PROBLEM — Put all the records below into a two-column CSV with the columns instruction and points, one row for each record's text and its answer. Each goes in a single quoted field with line breaks turned into spaces, and the pictures are left out.

----

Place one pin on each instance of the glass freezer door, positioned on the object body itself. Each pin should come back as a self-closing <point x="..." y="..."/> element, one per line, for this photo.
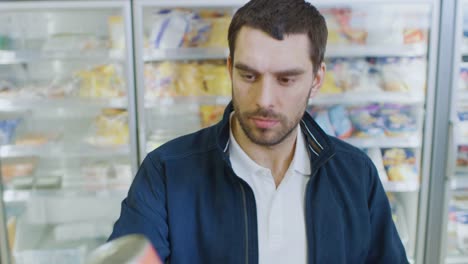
<point x="456" y="242"/>
<point x="67" y="135"/>
<point x="374" y="94"/>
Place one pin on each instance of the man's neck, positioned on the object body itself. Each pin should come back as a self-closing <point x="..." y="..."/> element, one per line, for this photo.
<point x="277" y="158"/>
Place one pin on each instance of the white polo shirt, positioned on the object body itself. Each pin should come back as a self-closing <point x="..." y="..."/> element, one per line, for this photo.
<point x="280" y="211"/>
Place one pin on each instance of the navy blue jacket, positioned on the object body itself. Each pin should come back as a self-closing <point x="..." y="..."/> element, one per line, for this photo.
<point x="189" y="202"/>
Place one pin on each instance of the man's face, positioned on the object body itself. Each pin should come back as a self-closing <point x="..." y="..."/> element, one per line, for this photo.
<point x="272" y="81"/>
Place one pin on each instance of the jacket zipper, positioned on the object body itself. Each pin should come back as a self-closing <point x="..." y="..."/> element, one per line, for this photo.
<point x="246" y="225"/>
<point x="308" y="187"/>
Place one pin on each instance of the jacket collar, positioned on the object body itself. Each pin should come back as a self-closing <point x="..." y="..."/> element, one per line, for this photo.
<point x="319" y="145"/>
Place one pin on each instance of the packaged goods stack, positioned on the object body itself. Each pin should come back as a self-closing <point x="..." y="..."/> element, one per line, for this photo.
<point x="66" y="153"/>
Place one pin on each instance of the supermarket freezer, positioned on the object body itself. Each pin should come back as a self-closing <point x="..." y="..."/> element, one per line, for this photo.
<point x="68" y="145"/>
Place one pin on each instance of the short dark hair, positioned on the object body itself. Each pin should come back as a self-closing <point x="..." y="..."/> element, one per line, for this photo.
<point x="282" y="17"/>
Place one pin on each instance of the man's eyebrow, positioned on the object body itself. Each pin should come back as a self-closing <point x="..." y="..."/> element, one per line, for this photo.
<point x="289" y="72"/>
<point x="243" y="67"/>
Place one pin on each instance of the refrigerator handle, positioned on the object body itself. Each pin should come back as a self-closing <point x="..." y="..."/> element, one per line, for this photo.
<point x="451" y="155"/>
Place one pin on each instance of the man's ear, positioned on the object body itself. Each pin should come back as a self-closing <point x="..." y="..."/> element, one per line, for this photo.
<point x="229" y="66"/>
<point x="318" y="79"/>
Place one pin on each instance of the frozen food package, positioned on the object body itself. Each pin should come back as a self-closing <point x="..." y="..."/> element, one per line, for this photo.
<point x="399" y="120"/>
<point x="8" y="130"/>
<point x="199" y="32"/>
<point x="36" y="139"/>
<point x="462" y="229"/>
<point x="116" y="32"/>
<point x="110" y="128"/>
<point x="219" y="28"/>
<point x="215" y="79"/>
<point x="169" y="28"/>
<point x="340" y="120"/>
<point x="105" y="80"/>
<point x="350" y="74"/>
<point x="462" y="125"/>
<point x="11" y="228"/>
<point x="76" y="231"/>
<point x="384" y="25"/>
<point x="400" y="164"/>
<point x="399" y="218"/>
<point x="22" y="183"/>
<point x="462" y="156"/>
<point x="120" y="175"/>
<point x="376" y="156"/>
<point x="367" y="121"/>
<point x="392" y="74"/>
<point x="335" y="34"/>
<point x="48" y="182"/>
<point x="7" y="88"/>
<point x="463" y="78"/>
<point x="330" y="85"/>
<point x="323" y="120"/>
<point x="352" y="24"/>
<point x="72" y="42"/>
<point x="415" y="73"/>
<point x="160" y="79"/>
<point x="414" y="35"/>
<point x="189" y="79"/>
<point x="211" y="114"/>
<point x="17" y="168"/>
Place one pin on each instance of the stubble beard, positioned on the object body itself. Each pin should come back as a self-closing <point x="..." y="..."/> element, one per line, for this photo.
<point x="259" y="138"/>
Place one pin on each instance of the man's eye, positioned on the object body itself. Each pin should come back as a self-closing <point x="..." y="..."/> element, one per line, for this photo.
<point x="286" y="81"/>
<point x="248" y="77"/>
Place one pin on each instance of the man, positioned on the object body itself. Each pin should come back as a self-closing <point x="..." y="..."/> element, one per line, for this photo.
<point x="266" y="184"/>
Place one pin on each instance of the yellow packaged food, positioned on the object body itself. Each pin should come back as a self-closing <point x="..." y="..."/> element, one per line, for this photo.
<point x="160" y="79"/>
<point x="219" y="29"/>
<point x="102" y="81"/>
<point x="210" y="114"/>
<point x="216" y="80"/>
<point x="329" y="85"/>
<point x="110" y="128"/>
<point x="189" y="79"/>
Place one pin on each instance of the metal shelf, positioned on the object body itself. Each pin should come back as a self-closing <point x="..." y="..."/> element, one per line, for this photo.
<point x="21" y="104"/>
<point x="412" y="141"/>
<point x="57" y="150"/>
<point x="175" y="100"/>
<point x="19" y="57"/>
<point x="401" y="186"/>
<point x="368" y="97"/>
<point x="321" y="99"/>
<point x="413" y="50"/>
<point x="186" y="54"/>
<point x="456" y="259"/>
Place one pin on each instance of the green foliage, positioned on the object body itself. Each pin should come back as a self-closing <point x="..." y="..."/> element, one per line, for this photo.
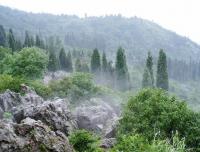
<point x="41" y="89"/>
<point x="138" y="143"/>
<point x="146" y="81"/>
<point x="11" y="40"/>
<point x="63" y="60"/>
<point x="7" y="115"/>
<point x="95" y="61"/>
<point x="153" y="111"/>
<point x="69" y="62"/>
<point x="11" y="83"/>
<point x="77" y="86"/>
<point x="29" y="63"/>
<point x="121" y="69"/>
<point x="2" y="36"/>
<point x="148" y="78"/>
<point x="162" y="73"/>
<point x="104" y="63"/>
<point x="53" y="64"/>
<point x="84" y="141"/>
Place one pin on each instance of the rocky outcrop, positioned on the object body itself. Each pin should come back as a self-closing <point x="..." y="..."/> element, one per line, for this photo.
<point x="31" y="136"/>
<point x="55" y="76"/>
<point x="97" y="116"/>
<point x="11" y="101"/>
<point x="107" y="143"/>
<point x="55" y="114"/>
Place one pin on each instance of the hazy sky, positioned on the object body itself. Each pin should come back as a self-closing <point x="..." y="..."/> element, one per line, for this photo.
<point x="181" y="16"/>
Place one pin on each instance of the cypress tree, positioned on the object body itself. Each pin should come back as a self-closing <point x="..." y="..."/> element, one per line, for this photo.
<point x="78" y="65"/>
<point x="27" y="41"/>
<point x="95" y="61"/>
<point x="104" y="63"/>
<point x="63" y="60"/>
<point x="37" y="41"/>
<point x="148" y="78"/>
<point x="53" y="64"/>
<point x="2" y="36"/>
<point x="11" y="40"/>
<point x="69" y="62"/>
<point x="146" y="81"/>
<point x="121" y="69"/>
<point x="162" y="73"/>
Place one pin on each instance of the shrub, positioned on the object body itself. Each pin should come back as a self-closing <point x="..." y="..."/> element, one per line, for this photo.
<point x="138" y="143"/>
<point x="76" y="86"/>
<point x="84" y="141"/>
<point x="29" y="63"/>
<point x="153" y="111"/>
<point x="11" y="83"/>
<point x="41" y="89"/>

----

FINAL ANSWER —
instruction,points
"Place one pin on each instance of the glass freezer door, positioned on the object body itself. Each pin should come back as a self-closing <point x=""..."" y=""...""/> element, one per line, for this photo.","<point x=""456"" y=""242""/> <point x=""67"" y=""135""/> <point x=""374"" y=""94""/>"
"Place one pin on each instance of the man's neck, positioned on the object body itself. Each pin should come back as a self-closing <point x=""..."" y=""...""/> element, one per line, for this photo.","<point x=""277"" y=""158""/>"
"Place one pin on each instance of the white polo shirt, positioned on the object body itself. Each pin should come back as a self-closing <point x=""..."" y=""...""/> element, one per line, for this photo.","<point x=""280"" y=""211""/>"
"Place one pin on each instance of the navy blue jacket, positioned on the object body itself. Each pin should come back as a self-closing <point x=""..."" y=""...""/> element, one per line, for this photo.","<point x=""189"" y=""202""/>"
"Place one pin on each instance of the man's face, positioned on the object body itself. Each pin should come back as a self-closing <point x=""..."" y=""...""/> element, one per line, for this photo.","<point x=""272"" y=""81""/>"
"Place one pin on each instance of the jacket zipper, positioned on the object body itself. Each pin should come back as a self-closing <point x=""..."" y=""...""/> element, one per line, for this photo.","<point x=""246"" y=""225""/> <point x=""308"" y=""187""/>"
"Place one pin on each instance of the jacket collar, positioned on the object body itself. Each pin should come back as a self-closing <point x=""..."" y=""...""/> element, one per line, for this photo.","<point x=""319"" y=""145""/>"
"Place one pin on each instance of the packaged goods stack, positioned on the object body itself. Each pin should come back as a self-closing <point x=""..."" y=""...""/> element, one per line, for this photo.","<point x=""66"" y=""153""/>"
"Place one pin on each instance of the supermarket freezer, positioned on the object body itself. Each pin should come back as a self-closing <point x=""..."" y=""...""/> element, one per line, for this photo.","<point x=""68"" y=""145""/>"
"Place one pin on each instance of the short dark hair, positioned on the object body itself. Each pin should come back as a self-closing <point x=""..."" y=""...""/> element, one per line, for this photo.","<point x=""282"" y=""17""/>"
"Place one pin on each instance of the man's eyebrow, positioned on the object body itself. Each pin should come back as a self-closing <point x=""..."" y=""...""/> element, one per line, for this photo.","<point x=""289"" y=""72""/> <point x=""243"" y=""67""/>"
"Place one pin on each instance of the refrigerator handle, positioned on the object body itself. Each pin should come back as a self-closing <point x=""..."" y=""...""/> element, one per line, for this photo.","<point x=""451"" y=""155""/>"
"Place one pin on each instance of the man's ear, positioned on the object body itself. Each pin should come back as a self-closing <point x=""..."" y=""...""/> element, one per line, for this photo.","<point x=""229"" y=""66""/> <point x=""318"" y=""79""/>"
"Place one pin on each instance of the frozen food package, positioned on the object body itself. Each pin should come back as a self-closing <point x=""..."" y=""...""/> element, one per line, for this photo.","<point x=""399"" y=""120""/> <point x=""8"" y=""130""/> <point x=""199"" y=""32""/> <point x=""36"" y=""139""/> <point x=""462"" y=""229""/> <point x=""116"" y=""32""/> <point x=""110"" y=""128""/> <point x=""219"" y=""28""/> <point x=""215"" y=""79""/> <point x=""169"" y=""28""/> <point x=""340"" y=""120""/> <point x=""105"" y=""80""/> <point x=""350"" y=""74""/> <point x=""462"" y=""125""/> <point x=""11"" y=""228""/> <point x=""76"" y=""231""/> <point x=""384"" y=""25""/> <point x=""400"" y=""164""/> <point x=""399"" y=""218""/> <point x=""22"" y=""183""/> <point x=""462"" y=""156""/> <point x=""120"" y=""175""/> <point x=""376"" y=""156""/> <point x=""367"" y=""121""/> <point x=""392"" y=""74""/> <point x=""335"" y=""34""/> <point x=""48"" y=""182""/> <point x=""7"" y=""88""/> <point x=""463"" y=""78""/> <point x=""330"" y=""85""/> <point x=""323"" y=""120""/> <point x=""352"" y=""24""/> <point x=""72"" y=""42""/> <point x=""415"" y=""73""/> <point x=""160"" y=""79""/> <point x=""414"" y=""35""/> <point x=""189"" y=""79""/> <point x=""211"" y=""114""/> <point x=""17"" y=""168""/>"
"Place one pin on each instance of the stubble beard, positioned on the object body itself. Each pin should come back as a self-closing <point x=""..."" y=""...""/> element, one per line, for this photo.","<point x=""259"" y=""138""/>"
"Place one pin on each instance of the man's eye, positioned on the object body itself. Each pin should come back as a self-closing <point x=""..."" y=""...""/> element, one per line, for this photo.","<point x=""286"" y=""81""/> <point x=""248"" y=""77""/>"
"Place one pin on each instance of the man, positioned on the object body itself. Each pin should come back as a self-closing <point x=""..."" y=""...""/> element, one per line, for this photo.","<point x=""266"" y=""184""/>"
"Place one pin on each instance of the yellow packaged food, positioned on the object body itself. Each pin should come back as a self-closing <point x=""..."" y=""...""/> element, one per line, for this photo.","<point x=""160"" y=""79""/> <point x=""219"" y=""29""/> <point x=""102"" y=""81""/> <point x=""210"" y=""114""/> <point x=""216"" y=""80""/> <point x=""329"" y=""85""/> <point x=""110"" y=""128""/> <point x=""189"" y=""79""/>"
"Place one pin on each instance of the metal shelf, positioned on the object body itself. Each pin should come back as a self-closing <point x=""..."" y=""...""/> element, one per line, for this photo.","<point x=""21"" y=""104""/> <point x=""412"" y=""141""/> <point x=""57"" y=""150""/> <point x=""175"" y=""100""/> <point x=""19"" y=""57""/> <point x=""401"" y=""186""/> <point x=""368"" y=""97""/> <point x=""321"" y=""99""/> <point x=""413"" y=""50""/> <point x=""186"" y=""54""/> <point x=""456"" y=""259""/>"
"Place one pin on each instance of the green foliage, positioned on the object body itself. Each pin should come back as a self-closing <point x=""..."" y=""...""/> element, one per line, for this photo.","<point x=""41"" y=""89""/> <point x=""138"" y=""143""/> <point x=""146"" y=""81""/> <point x=""11"" y=""40""/> <point x=""63"" y=""60""/> <point x=""7"" y=""115""/> <point x=""95"" y=""61""/> <point x=""153"" y=""111""/> <point x=""69"" y=""62""/> <point x=""11"" y=""83""/> <point x=""77"" y=""86""/> <point x=""29"" y=""63""/> <point x=""121"" y=""69""/> <point x=""2"" y=""36""/> <point x=""148"" y=""78""/> <point x=""162"" y=""73""/> <point x=""104"" y=""63""/> <point x=""53"" y=""64""/> <point x=""84"" y=""141""/>"
"Place one pin on each instance of the rocky outcrop, positioned on the object body itself. Each pin should come back as a self-closing <point x=""..."" y=""...""/> element, one per line, for this photo.","<point x=""31"" y=""136""/> <point x=""55"" y=""76""/> <point x=""97"" y=""116""/> <point x=""11"" y=""101""/> <point x=""107"" y=""143""/> <point x=""55"" y=""114""/>"
"Place one pin on each instance of the hazy sky, positioned on the object body itself. Each pin should come back as a self-closing <point x=""..."" y=""...""/> element, one per line, for this photo.","<point x=""181"" y=""16""/>"
"Place one pin on each instance of the cypress tree, positioned on the object body itself. Each pin should come back as a self-closing <point x=""..."" y=""...""/> element, one per line, for this photo.","<point x=""78"" y=""65""/> <point x=""27"" y=""41""/> <point x=""95"" y=""61""/> <point x=""104"" y=""63""/> <point x=""63"" y=""60""/> <point x=""37"" y=""41""/> <point x=""148"" y=""78""/> <point x=""53"" y=""64""/> <point x=""2"" y=""36""/> <point x=""11"" y=""40""/> <point x=""69"" y=""62""/> <point x=""146"" y=""81""/> <point x=""121"" y=""69""/> <point x=""162"" y=""73""/>"
"Place one pin on each instance of the shrub, positioned on the object body itself. Each pin should come back as a self-closing <point x=""..."" y=""...""/> element, one per line, for this photo.","<point x=""138"" y=""143""/> <point x=""76"" y=""86""/> <point x=""84"" y=""141""/> <point x=""29"" y=""63""/> <point x=""153"" y=""111""/> <point x=""11"" y=""83""/> <point x=""41"" y=""89""/>"